● THE REQUEST:
Extract verbatim the stretch from the line containing "Point out every instance of the bald" through the end of the items below, and give only those lines.

● PROVIDED RECORDS:
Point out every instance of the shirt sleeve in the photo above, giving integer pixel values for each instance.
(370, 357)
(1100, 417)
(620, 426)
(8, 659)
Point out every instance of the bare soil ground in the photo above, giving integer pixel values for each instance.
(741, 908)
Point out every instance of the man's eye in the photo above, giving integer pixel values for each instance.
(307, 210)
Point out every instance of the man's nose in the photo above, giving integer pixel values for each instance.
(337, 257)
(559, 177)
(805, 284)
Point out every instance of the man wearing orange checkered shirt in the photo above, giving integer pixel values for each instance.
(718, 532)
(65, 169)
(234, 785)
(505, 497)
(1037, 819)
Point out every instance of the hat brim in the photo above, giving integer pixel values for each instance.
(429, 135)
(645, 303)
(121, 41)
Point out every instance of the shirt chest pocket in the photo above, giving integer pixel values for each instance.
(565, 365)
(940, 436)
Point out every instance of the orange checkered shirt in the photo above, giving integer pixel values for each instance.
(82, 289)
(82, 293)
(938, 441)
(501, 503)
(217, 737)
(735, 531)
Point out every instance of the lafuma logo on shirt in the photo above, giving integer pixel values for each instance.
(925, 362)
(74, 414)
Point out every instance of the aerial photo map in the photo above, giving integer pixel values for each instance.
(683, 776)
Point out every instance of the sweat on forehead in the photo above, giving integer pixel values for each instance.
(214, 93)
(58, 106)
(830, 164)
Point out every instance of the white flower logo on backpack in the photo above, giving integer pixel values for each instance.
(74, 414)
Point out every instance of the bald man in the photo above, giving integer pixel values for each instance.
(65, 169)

● FINISHED ANSWER:
Point out every instance of the bald man in the photo above, giving integer pixel values for each instance.
(65, 169)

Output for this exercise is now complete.